[Entries from an annotation dataset]
■ ■ ■ ■

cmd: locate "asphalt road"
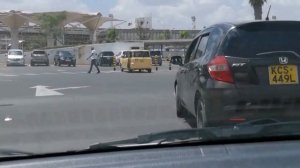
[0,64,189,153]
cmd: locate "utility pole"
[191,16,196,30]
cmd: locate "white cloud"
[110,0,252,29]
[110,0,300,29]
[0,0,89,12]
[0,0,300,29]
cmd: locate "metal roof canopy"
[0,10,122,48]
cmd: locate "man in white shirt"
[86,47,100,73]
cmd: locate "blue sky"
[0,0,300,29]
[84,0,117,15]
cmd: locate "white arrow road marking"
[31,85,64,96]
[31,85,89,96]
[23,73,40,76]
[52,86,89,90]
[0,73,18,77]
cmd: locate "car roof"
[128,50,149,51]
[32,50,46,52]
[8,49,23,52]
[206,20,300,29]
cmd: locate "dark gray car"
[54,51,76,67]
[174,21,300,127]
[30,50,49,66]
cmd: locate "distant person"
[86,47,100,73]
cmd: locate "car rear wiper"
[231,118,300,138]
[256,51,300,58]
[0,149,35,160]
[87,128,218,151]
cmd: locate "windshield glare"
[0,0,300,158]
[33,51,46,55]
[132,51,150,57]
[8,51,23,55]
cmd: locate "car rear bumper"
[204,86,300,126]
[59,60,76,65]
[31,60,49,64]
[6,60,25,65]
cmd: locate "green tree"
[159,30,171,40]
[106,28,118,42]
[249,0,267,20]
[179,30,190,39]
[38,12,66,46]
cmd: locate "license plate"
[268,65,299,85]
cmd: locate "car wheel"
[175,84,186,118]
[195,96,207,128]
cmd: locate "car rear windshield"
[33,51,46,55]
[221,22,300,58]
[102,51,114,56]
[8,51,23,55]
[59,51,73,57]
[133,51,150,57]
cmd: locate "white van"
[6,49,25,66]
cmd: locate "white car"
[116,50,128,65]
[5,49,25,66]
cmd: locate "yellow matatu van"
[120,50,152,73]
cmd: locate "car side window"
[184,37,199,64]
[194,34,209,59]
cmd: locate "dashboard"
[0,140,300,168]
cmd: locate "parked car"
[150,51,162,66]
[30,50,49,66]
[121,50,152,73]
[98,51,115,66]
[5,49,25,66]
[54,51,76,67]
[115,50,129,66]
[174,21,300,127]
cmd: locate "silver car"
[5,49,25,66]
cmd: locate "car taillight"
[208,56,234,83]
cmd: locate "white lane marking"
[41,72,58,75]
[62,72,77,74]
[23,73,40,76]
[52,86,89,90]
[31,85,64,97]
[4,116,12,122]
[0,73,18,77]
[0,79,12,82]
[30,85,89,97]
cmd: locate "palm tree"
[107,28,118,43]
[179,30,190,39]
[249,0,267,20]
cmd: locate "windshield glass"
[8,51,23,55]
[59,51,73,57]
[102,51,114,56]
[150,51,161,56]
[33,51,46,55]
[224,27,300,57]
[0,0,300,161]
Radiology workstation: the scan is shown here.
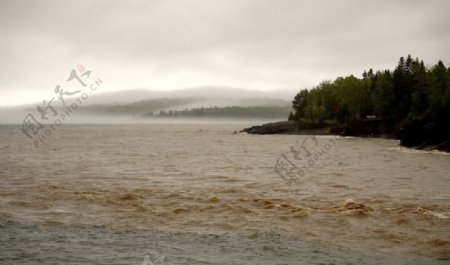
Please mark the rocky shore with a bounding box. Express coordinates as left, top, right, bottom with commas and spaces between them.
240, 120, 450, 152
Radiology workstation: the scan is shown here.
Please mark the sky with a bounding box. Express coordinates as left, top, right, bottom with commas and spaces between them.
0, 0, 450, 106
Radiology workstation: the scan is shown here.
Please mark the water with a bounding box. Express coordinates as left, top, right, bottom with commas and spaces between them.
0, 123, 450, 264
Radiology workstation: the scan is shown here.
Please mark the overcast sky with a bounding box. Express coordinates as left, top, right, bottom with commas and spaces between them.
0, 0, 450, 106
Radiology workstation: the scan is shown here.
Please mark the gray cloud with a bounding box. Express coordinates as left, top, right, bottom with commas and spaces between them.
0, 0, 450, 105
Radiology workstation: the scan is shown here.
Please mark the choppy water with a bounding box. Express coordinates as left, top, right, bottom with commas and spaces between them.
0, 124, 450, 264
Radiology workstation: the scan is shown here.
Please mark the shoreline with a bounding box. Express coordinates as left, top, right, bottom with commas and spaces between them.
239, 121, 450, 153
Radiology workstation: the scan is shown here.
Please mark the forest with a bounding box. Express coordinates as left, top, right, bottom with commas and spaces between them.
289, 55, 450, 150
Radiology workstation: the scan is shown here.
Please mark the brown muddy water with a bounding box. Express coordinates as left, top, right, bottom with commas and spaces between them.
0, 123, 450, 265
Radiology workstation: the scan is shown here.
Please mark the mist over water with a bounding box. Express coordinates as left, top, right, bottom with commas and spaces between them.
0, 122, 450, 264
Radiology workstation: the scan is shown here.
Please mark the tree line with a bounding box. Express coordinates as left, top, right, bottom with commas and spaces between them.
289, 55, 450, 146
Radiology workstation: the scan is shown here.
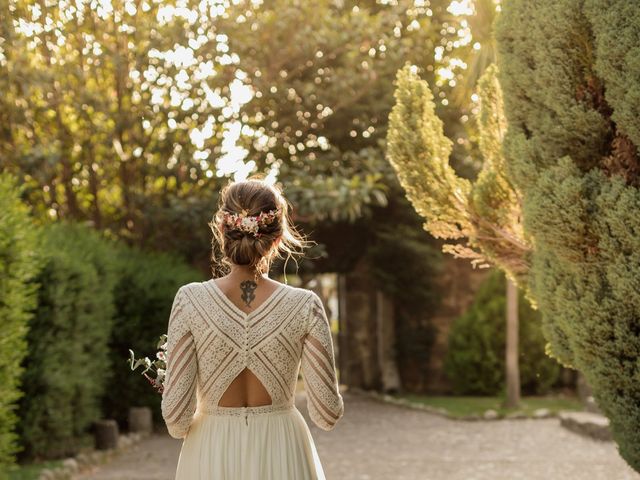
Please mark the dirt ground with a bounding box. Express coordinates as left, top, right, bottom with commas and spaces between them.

■ ■ ■ ■

### TASK
Leave images out of the retyped records; keep all else exact.

### EXERCISE SOLUTION
cmd: locate "asphalt road"
[0,64,189,153]
cmd: locate "utility pole"
[191,16,196,30]
cmd: locate "white cloud"
[110,0,252,29]
[110,0,300,29]
[0,0,89,12]
[0,0,300,29]
cmd: locate "metal roof canopy"
[0,10,122,48]
cmd: locate "man in white shirt"
[86,47,100,73]
cmd: locate "blue sky"
[0,0,300,29]
[84,0,117,15]
cmd: locate "white arrow road marking"
[31,85,64,96]
[31,85,89,96]
[23,73,40,76]
[52,86,89,90]
[0,73,18,77]
cmd: locate "car roof"
[128,50,149,51]
[32,50,46,52]
[8,49,23,52]
[206,20,300,29]
cmd: locate "dark gray car"
[54,51,76,67]
[174,21,300,127]
[30,50,49,66]
cmd: locate "distant person"
[86,47,100,73]
cmd: locate "car rear wiper"
[231,118,300,138]
[256,51,300,58]
[0,149,35,160]
[87,128,218,151]
cmd: locate "windshield glare"
[0,0,300,158]
[33,51,46,55]
[132,51,150,57]
[8,51,23,55]
cmd: locate "car rear bumper"
[204,86,300,126]
[59,60,76,65]
[31,60,49,64]
[6,60,25,65]
cmd: locate "green tree"
[159,30,171,40]
[106,28,118,42]
[249,0,267,20]
[179,30,190,39]
[38,12,66,46]
cmd: locate "license plate"
[268,65,299,85]
cmd: locate "car wheel"
[175,84,186,118]
[195,96,207,128]
cmd: locate "car rear windshield"
[33,51,46,55]
[221,22,300,58]
[102,51,114,56]
[8,51,23,55]
[59,51,73,57]
[133,51,150,57]
cmd: locate "white van"
[6,49,25,66]
cmd: locate "white car"
[116,50,128,65]
[5,49,25,66]
cmd: locate "yellow matatu van"
[120,50,152,73]
cmd: locate "car side window"
[184,37,199,64]
[194,34,209,59]
cmd: locate "dashboard"
[0,140,300,168]
cmd: locate "parked car"
[150,51,162,66]
[30,50,49,66]
[121,50,152,73]
[98,51,115,66]
[5,49,25,66]
[54,51,76,67]
[115,50,129,66]
[174,21,300,127]
cmd: locate "silver car"
[5,49,25,66]
cmd: locate "car taillight"
[208,56,234,83]
cmd: locate "white lane marking"
[41,72,58,75]
[62,72,77,74]
[23,73,40,76]
[52,86,89,90]
[31,85,64,97]
[4,116,12,122]
[0,73,18,77]
[0,79,12,82]
[30,85,89,97]
cmd: locate "palm tree"
[107,28,118,43]
[179,30,190,39]
[249,0,267,20]
cmd: locate "windshield glass"
[8,51,23,55]
[59,51,73,57]
[102,51,114,56]
[150,51,161,56]
[33,51,46,55]
[224,27,300,57]
[0,0,300,161]
Radiology workstation: the scan is shown here.
Please mark the rocky shore with a bounding box. Express coordinates as left, top, right, bottom with commas and spaces between them.
240, 120, 450, 152
Radiology workstation: the scan is shown here.
Please mark the sky with a bounding box. Express coordinates as left, top, right, bottom with commas and spaces between them.
0, 0, 450, 106
Radiology workstation: the scan is shown here.
Please mark the water with a bounding box. Express coordinates as left, top, right, bottom with commas and spaces between them.
0, 123, 450, 264
Radiology workstation: the scan is shown here.
Please mark the overcast sky with a bounding box. Express coordinates as left, top, right, bottom with commas and spaces between them.
0, 0, 450, 106
Radiology workstation: the scan is shown here.
Please mark the gray cloud with a bounding box. Express coordinates as left, top, right, bottom with commas and spaces between them.
0, 0, 450, 105
Radiology workstation: the scan is shown here.
Please mark the choppy water with a bounding box. Express coordinates as left, top, right, bottom with commas and spaces between them.
0, 124, 450, 264
Radiology workstation: the scan is shown here.
Please mark the shoreline with a bounding box. Express coordinates as left, top, right, bottom with commas and spaces between them.
239, 121, 450, 153
Radiology workstation: the scan is shown here.
Please mark the forest with a bounding box. Express coordinates as left, top, right, bottom with commas and spaces between them.
289, 55, 450, 150
Radiology workstation: the scan is shown here.
Please mark the brown muddy water with a bounding box. Express coordinates as left, top, right, bottom with commas and spaces between them.
0, 123, 450, 265
Radiology workstation: the scan is shown here.
Please mark the mist over water with a bounding box. Express coordinates as left, top, right, bottom with commas and spaces between them.
0, 122, 450, 264
Radiology workstation: the scan is shown here.
Please mark the tree line with a bounding box. Express coordinates as left, top, right, bottom with commas and spaces between them.
289, 55, 450, 146
Radiology workstation: the scan is shown here.
Please mark the dirt ground with a bounding box. Express coordinates as left, top, right, bottom with commas and spaces between them.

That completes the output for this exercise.